DATASET CONTENT:

————————

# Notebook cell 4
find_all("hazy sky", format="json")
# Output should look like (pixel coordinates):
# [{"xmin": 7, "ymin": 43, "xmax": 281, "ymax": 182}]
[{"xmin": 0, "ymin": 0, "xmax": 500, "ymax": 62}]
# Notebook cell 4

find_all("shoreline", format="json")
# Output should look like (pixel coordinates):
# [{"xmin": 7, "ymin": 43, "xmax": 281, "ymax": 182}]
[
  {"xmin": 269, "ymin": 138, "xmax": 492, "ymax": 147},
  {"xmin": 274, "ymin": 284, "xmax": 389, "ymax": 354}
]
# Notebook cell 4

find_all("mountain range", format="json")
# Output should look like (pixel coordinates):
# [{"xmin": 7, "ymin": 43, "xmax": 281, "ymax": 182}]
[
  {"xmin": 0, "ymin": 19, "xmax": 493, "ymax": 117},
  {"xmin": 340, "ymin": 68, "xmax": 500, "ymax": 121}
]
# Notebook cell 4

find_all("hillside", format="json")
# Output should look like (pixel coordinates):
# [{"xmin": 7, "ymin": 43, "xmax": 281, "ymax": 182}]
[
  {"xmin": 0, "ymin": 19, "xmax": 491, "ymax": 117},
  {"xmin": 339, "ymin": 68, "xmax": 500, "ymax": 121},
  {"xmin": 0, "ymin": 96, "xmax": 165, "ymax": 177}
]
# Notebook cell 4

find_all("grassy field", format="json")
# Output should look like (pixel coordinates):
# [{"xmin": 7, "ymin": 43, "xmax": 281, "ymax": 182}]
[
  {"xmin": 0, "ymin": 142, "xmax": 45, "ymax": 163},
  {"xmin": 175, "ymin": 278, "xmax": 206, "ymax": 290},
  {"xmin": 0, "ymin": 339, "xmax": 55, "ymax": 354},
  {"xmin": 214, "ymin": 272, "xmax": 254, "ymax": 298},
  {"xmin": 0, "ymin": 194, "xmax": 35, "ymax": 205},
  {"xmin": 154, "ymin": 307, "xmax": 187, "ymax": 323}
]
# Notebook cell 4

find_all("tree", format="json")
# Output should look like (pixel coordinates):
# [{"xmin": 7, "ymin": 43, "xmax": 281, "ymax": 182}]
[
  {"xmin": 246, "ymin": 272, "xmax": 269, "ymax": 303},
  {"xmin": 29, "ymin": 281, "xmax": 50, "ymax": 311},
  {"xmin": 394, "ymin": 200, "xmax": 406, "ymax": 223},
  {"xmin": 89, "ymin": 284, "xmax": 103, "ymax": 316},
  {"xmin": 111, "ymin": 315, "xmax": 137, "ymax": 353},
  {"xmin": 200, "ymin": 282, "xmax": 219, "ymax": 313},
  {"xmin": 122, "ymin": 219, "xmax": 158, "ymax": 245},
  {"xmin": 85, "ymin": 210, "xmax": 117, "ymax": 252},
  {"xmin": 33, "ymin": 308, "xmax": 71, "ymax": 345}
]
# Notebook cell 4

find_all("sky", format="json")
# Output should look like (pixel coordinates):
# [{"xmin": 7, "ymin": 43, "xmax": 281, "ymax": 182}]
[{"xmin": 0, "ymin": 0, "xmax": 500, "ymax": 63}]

————————

AIM:
Count the lines in the items above that contain the string "json", matching case exactly, and give only that number.

TASK ANSWER:
7